*Source text*
-- BEGIN --

INTERVIEW & PHOTOS BY JILL SCHWEBER
This past June I went on a road trip with my friend Dana from Vancouver down to California. On our way from SF to LA, our friend Allyee AKA Allie Oops/ @cummanifesto joined up for what became the best leg of our trip. Allyee is a visible sex worker and activist, and in the last couple of years she began making queer, femme porn. Most of her community, clients, and artist collaborations developed from her Instagram world, where she has become known for her openness and honesty about sex work. We didn’t have service most of the time during our road trip which made it a rare, vulnerable situation for Allyee, being completely unplugged from her virtual community.
I documented her performing our camping activities—cooking, smoking weed, hanging in the tent. I know her in an intimate way and our friendship has always felt so different from the way people know her and see her online.
JS: What is the most common question you get asked? And what is your response?
AO: Q: Do you like Big Cock? When will you do a video with a Big Cock? Want to see my Big Cock? cock cock cock.
A: No one cares about your fucking penis. People who focus on penis size miss the point of sex entirely. It is not about the body you show up with, it’s how you use it! I don’t cast performers based on their cock size because I don’t think that is the answer to good sex. By focusing everything back to your penis, you are missing out on so much. Stop thinking about your penis and focus on your partner’s pleasure, what they want, what they like, how they respond to your touch. I’d rather get fingered any day of the week over being penetrated with a penis. Check in and ask what your partner likes, what feels good and how you can do it. Communication, my friend, is the secret to good sex.
Who do you look up to in the queer femme porn industry?
I was lucky enough to work on Candida Royalle’s archives this past year for Harvard University. For the newbs, Candida was a major pioneer in the creation of “feminist porn” as a genre. Working on the archives of my idol since I was a teen, wow, what a surreal job offer when it came. That job undoubtedly saved my life. I was so isolated, felt so alone in my sex work. I found a home in those archives, in communities that existed before my time. History is so important! It’s surreal going through spanking and bondage photos from over 100 years ago and being like “whoa okay, people loved this kinky shit long before the internet.” It’s less isolating.

-- END --

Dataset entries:

-- BEGIN --

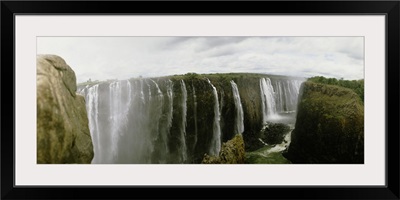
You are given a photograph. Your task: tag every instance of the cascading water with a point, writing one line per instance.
(268, 99)
(216, 139)
(92, 107)
(195, 116)
(239, 126)
(138, 120)
(287, 94)
(120, 100)
(183, 125)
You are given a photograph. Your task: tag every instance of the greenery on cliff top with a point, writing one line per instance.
(356, 85)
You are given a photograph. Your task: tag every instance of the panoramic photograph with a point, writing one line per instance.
(200, 100)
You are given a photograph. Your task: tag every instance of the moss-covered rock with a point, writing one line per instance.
(264, 155)
(274, 133)
(63, 134)
(329, 126)
(232, 152)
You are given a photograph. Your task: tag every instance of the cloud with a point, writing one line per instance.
(101, 58)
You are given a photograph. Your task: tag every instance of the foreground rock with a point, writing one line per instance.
(232, 152)
(63, 134)
(329, 126)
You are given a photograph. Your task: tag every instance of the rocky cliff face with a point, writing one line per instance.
(329, 126)
(179, 118)
(232, 152)
(62, 124)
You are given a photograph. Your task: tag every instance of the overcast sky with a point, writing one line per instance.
(102, 58)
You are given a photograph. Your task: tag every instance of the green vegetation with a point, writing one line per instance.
(264, 156)
(356, 85)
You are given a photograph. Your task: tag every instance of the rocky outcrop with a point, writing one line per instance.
(329, 126)
(232, 152)
(63, 134)
(274, 133)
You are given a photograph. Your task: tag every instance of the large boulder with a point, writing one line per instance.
(329, 126)
(232, 152)
(63, 134)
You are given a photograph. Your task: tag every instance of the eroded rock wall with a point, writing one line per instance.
(63, 134)
(329, 126)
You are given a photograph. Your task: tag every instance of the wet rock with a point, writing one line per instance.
(63, 134)
(329, 126)
(232, 152)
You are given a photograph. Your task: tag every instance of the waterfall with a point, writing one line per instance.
(120, 100)
(92, 107)
(287, 94)
(183, 125)
(195, 116)
(239, 126)
(216, 139)
(137, 120)
(268, 99)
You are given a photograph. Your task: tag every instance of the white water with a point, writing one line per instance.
(131, 121)
(120, 101)
(195, 117)
(268, 99)
(239, 126)
(183, 125)
(216, 139)
(287, 94)
(92, 107)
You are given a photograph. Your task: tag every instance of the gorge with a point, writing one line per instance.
(179, 119)
(235, 118)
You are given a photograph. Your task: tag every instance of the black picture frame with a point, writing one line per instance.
(9, 9)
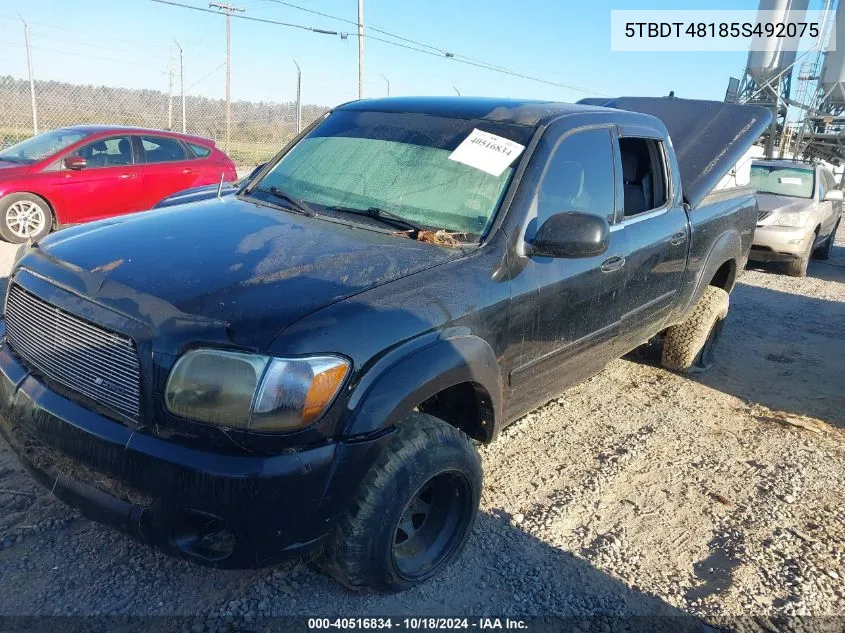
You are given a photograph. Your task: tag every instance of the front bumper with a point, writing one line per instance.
(779, 243)
(222, 510)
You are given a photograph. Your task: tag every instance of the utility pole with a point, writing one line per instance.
(170, 92)
(182, 83)
(31, 79)
(228, 9)
(298, 98)
(360, 49)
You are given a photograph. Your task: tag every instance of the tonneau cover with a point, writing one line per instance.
(709, 137)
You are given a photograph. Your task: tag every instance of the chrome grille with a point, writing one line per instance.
(81, 356)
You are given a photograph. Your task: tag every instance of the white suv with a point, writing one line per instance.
(799, 210)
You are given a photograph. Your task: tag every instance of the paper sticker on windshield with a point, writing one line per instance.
(487, 152)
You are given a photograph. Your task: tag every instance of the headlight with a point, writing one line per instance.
(254, 392)
(795, 219)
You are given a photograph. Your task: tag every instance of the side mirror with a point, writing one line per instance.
(571, 235)
(75, 162)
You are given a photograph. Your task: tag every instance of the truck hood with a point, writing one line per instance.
(253, 268)
(709, 137)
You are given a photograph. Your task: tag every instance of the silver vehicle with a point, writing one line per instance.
(799, 212)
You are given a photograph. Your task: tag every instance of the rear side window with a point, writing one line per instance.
(110, 152)
(200, 151)
(643, 174)
(160, 149)
(579, 177)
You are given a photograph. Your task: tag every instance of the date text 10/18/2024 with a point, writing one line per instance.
(481, 623)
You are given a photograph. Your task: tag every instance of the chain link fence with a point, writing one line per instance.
(257, 130)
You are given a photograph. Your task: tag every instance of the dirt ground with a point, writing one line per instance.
(637, 492)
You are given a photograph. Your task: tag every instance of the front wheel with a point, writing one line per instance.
(690, 346)
(413, 512)
(24, 216)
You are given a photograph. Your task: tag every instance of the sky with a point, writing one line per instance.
(128, 43)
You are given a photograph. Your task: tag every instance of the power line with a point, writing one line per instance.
(418, 47)
(248, 17)
(439, 50)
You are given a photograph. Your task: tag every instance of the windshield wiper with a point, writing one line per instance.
(386, 217)
(297, 204)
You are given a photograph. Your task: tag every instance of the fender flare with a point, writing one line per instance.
(420, 375)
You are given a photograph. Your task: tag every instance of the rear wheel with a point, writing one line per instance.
(691, 346)
(24, 216)
(823, 251)
(413, 512)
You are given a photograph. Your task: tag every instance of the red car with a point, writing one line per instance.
(88, 172)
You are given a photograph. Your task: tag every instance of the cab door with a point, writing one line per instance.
(656, 230)
(576, 314)
(109, 182)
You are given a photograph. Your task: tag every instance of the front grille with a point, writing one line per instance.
(83, 357)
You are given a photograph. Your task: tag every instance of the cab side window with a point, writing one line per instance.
(579, 177)
(823, 184)
(643, 174)
(109, 152)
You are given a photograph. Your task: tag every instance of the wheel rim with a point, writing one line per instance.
(25, 218)
(707, 355)
(432, 526)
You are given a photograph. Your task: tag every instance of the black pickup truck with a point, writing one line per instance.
(307, 366)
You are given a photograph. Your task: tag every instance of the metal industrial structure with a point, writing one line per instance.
(821, 132)
(809, 121)
(767, 80)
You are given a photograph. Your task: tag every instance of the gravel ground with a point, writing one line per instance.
(637, 492)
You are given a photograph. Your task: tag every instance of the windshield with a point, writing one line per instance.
(400, 163)
(41, 146)
(782, 181)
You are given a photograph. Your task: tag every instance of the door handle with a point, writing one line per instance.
(614, 263)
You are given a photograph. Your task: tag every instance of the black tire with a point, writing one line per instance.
(425, 457)
(17, 205)
(798, 266)
(690, 346)
(823, 251)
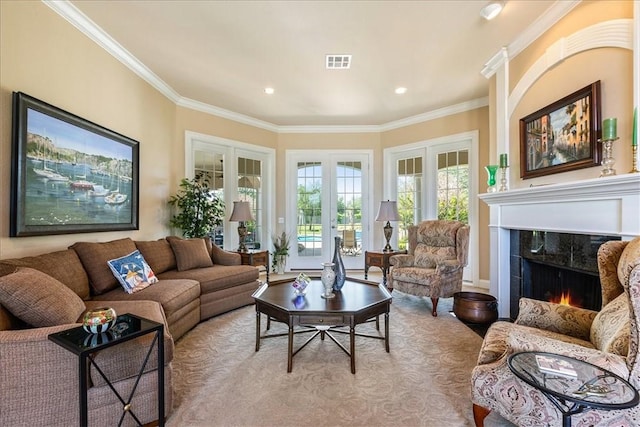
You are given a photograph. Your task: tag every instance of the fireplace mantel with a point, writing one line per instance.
(600, 206)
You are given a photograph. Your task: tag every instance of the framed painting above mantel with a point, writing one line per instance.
(69, 175)
(562, 136)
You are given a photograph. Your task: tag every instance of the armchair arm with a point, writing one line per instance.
(573, 321)
(518, 341)
(222, 257)
(448, 266)
(401, 260)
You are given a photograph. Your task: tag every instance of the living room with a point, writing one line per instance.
(44, 55)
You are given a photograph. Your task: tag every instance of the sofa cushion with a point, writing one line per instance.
(94, 257)
(62, 265)
(133, 272)
(610, 330)
(158, 254)
(217, 277)
(38, 299)
(190, 253)
(171, 294)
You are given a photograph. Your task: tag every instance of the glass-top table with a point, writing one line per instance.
(571, 384)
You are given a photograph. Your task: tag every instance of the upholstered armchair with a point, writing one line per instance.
(437, 254)
(608, 338)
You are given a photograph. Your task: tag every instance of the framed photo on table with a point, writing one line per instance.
(562, 136)
(69, 175)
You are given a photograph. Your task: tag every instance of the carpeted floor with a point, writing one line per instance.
(424, 381)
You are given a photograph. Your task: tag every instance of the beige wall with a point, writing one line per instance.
(46, 57)
(612, 66)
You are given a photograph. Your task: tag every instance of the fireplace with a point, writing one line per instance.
(593, 211)
(556, 267)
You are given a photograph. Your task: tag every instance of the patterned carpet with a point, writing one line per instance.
(424, 381)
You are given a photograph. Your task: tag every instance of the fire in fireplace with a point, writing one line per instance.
(556, 267)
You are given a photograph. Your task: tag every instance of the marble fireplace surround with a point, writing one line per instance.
(608, 206)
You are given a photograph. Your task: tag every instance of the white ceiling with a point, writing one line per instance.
(223, 54)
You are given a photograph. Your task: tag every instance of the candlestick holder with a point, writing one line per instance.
(503, 179)
(607, 158)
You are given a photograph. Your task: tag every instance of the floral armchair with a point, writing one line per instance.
(608, 339)
(438, 253)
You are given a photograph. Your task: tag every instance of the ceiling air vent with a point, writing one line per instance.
(338, 62)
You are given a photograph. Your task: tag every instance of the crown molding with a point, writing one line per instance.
(538, 27)
(75, 17)
(89, 28)
(225, 114)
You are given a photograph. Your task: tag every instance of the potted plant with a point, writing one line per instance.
(280, 253)
(200, 211)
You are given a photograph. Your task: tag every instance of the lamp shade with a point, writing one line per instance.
(241, 212)
(388, 211)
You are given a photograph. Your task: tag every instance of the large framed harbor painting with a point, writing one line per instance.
(562, 136)
(69, 175)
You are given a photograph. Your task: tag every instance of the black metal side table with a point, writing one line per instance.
(588, 386)
(84, 345)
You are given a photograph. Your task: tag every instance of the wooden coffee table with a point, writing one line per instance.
(358, 302)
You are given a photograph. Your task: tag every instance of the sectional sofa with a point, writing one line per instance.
(43, 294)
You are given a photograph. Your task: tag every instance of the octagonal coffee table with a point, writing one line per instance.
(359, 301)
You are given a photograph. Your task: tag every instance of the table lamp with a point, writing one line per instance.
(241, 213)
(388, 212)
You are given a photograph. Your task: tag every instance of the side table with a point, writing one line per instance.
(84, 345)
(256, 258)
(379, 259)
(590, 387)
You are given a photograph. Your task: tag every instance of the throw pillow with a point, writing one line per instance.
(38, 299)
(132, 271)
(94, 257)
(190, 253)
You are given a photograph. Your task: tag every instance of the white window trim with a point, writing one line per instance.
(231, 150)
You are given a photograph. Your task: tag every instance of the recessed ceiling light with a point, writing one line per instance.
(491, 10)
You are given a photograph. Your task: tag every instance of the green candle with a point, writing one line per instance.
(609, 130)
(634, 136)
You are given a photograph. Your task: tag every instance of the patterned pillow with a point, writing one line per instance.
(39, 299)
(132, 271)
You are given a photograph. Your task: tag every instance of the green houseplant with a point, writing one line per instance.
(200, 211)
(280, 252)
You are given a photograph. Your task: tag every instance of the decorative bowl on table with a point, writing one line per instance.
(301, 283)
(99, 320)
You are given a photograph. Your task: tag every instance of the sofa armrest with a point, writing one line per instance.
(563, 319)
(222, 257)
(401, 260)
(518, 341)
(39, 378)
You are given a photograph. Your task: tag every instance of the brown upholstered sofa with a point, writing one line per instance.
(39, 379)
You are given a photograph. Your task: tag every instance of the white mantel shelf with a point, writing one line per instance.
(608, 206)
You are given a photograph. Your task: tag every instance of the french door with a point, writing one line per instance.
(329, 197)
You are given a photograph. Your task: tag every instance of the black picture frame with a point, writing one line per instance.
(69, 175)
(562, 136)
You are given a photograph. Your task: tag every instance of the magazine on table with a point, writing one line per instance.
(555, 365)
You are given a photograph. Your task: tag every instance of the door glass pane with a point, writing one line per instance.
(409, 196)
(249, 190)
(349, 206)
(453, 186)
(208, 168)
(309, 207)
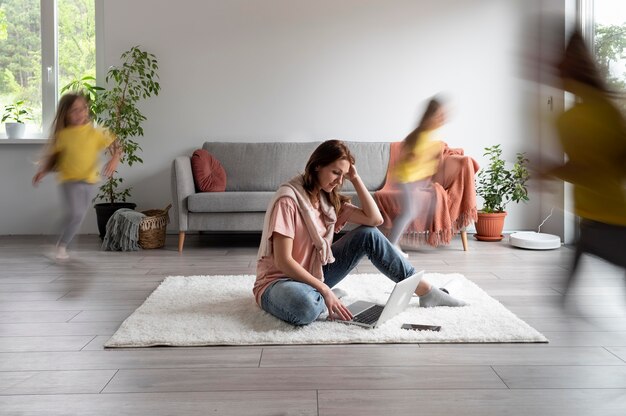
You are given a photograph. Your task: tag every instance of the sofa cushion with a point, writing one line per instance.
(265, 166)
(235, 201)
(208, 173)
(260, 166)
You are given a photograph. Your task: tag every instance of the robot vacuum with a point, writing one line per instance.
(534, 241)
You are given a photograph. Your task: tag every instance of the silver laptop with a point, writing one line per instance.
(371, 315)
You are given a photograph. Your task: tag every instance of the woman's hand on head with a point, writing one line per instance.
(352, 173)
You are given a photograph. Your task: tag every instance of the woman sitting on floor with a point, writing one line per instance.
(298, 263)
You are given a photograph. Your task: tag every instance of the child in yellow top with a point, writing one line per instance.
(593, 136)
(418, 162)
(74, 152)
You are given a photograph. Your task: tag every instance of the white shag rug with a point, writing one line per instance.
(220, 310)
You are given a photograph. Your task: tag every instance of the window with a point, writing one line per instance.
(44, 45)
(609, 41)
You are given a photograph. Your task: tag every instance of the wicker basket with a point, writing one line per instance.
(152, 228)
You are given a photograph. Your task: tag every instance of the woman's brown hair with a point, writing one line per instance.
(326, 153)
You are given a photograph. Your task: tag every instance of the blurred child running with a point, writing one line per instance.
(419, 160)
(74, 153)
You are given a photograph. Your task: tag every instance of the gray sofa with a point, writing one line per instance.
(254, 171)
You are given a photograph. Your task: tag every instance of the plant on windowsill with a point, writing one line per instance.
(116, 108)
(14, 117)
(498, 186)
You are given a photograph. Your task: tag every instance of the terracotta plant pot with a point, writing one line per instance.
(489, 226)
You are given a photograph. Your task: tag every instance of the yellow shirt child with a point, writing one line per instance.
(78, 149)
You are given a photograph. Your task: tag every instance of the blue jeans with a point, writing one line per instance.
(300, 304)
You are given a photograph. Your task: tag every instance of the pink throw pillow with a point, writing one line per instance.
(208, 173)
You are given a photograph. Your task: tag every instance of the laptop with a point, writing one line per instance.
(372, 315)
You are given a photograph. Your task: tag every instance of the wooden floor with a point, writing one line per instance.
(54, 319)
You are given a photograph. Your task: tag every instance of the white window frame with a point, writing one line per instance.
(49, 63)
(50, 66)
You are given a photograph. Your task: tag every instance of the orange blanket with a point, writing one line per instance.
(451, 201)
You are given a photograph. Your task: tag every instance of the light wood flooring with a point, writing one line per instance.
(55, 318)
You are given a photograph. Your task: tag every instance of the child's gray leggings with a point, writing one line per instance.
(77, 198)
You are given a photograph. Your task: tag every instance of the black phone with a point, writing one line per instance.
(417, 327)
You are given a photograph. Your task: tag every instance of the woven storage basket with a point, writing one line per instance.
(152, 228)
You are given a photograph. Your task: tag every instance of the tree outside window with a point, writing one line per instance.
(21, 52)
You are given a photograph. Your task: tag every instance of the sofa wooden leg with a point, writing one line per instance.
(181, 241)
(464, 239)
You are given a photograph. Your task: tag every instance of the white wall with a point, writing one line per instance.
(299, 70)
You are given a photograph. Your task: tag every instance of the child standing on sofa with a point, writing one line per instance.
(74, 151)
(418, 162)
(298, 262)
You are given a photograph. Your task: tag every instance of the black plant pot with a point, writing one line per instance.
(105, 210)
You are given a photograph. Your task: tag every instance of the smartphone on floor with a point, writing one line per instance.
(417, 327)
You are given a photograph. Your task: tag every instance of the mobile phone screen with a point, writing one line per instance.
(417, 327)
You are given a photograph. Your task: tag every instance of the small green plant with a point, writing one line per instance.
(17, 112)
(497, 185)
(116, 109)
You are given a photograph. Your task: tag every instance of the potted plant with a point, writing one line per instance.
(498, 186)
(116, 108)
(14, 116)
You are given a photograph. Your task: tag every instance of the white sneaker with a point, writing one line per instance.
(62, 253)
(400, 252)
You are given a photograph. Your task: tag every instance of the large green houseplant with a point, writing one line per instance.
(116, 108)
(498, 186)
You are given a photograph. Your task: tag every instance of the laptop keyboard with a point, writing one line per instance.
(370, 315)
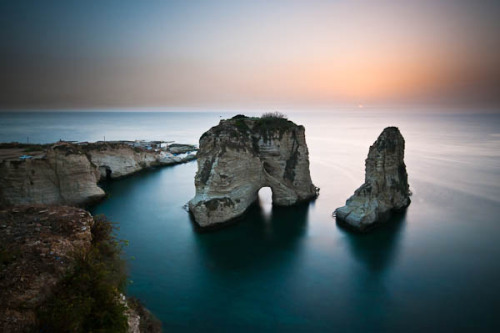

-- END --

*What you will do*
a) Quote the interview from "A: No one cares" to "secret to good sex.".
b) Extract each line of the listing that contains the string "truck", treating uppercase and lowercase as different.

*Answers below*
a)
A: No one cares about your fucking penis. People who focus on penis size miss the point of sex entirely. It is not about the body you show up with, it’s how you use it! I don’t cast performers based on their cock size because I don’t think that is the answer to good sex. By focusing everything back to your penis, you are missing out on so much. Stop thinking about your penis and focus on your partner’s pleasure, what they want, what they like, how they respond to your touch. I’d rather get fingered any day of the week over being penetrated with a penis. Check in and ask what your partner likes, what feels good and how you can do it. Communication, my friend, is the secret to good sex.

b)
You are given a photograph. Your task: tag every instance of the truck hood with a point, writing one line per instance.
You are given a photograph. Your task: tag every instance of the black pickup truck with a point, writing one line per instance.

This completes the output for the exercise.